## EXERCISE INSTRUCTIONS:
Show each line of the material below that contains the word "segment", reproducing every such line in full.

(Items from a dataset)
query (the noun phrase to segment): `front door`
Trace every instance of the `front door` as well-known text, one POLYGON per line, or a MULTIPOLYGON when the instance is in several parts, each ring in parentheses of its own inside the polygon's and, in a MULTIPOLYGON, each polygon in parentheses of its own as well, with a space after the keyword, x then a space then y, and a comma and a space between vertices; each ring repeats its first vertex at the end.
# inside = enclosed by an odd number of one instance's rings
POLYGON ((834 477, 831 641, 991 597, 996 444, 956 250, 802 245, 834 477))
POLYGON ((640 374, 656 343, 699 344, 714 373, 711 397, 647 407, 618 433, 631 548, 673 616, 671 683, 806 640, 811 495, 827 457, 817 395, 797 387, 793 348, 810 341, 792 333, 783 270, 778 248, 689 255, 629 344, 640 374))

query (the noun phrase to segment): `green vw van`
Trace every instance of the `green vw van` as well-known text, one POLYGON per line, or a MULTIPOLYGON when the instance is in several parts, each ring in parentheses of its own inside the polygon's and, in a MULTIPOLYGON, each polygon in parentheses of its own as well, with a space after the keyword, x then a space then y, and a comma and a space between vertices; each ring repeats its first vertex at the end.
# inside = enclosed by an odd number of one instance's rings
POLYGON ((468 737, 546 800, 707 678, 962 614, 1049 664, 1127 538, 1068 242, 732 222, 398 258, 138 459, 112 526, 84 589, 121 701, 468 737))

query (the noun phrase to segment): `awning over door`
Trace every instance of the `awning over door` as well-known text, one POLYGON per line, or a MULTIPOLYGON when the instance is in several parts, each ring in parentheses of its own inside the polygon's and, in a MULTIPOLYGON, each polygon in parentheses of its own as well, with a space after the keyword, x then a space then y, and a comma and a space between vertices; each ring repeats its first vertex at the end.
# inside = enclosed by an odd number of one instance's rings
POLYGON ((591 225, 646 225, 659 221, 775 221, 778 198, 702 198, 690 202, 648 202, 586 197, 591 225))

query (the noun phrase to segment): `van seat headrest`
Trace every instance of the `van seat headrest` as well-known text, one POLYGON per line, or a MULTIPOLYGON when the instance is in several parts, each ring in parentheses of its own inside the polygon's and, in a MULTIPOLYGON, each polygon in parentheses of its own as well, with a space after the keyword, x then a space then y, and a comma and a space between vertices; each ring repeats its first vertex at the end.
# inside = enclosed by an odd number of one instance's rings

## REPLY:
query (the noun phrase to segment): `front door`
query (the noun phrase to segment): `green vw van`
query (the noun phrase to segment): `awning over door`
query (the noun phrase to segment): `van seat headrest`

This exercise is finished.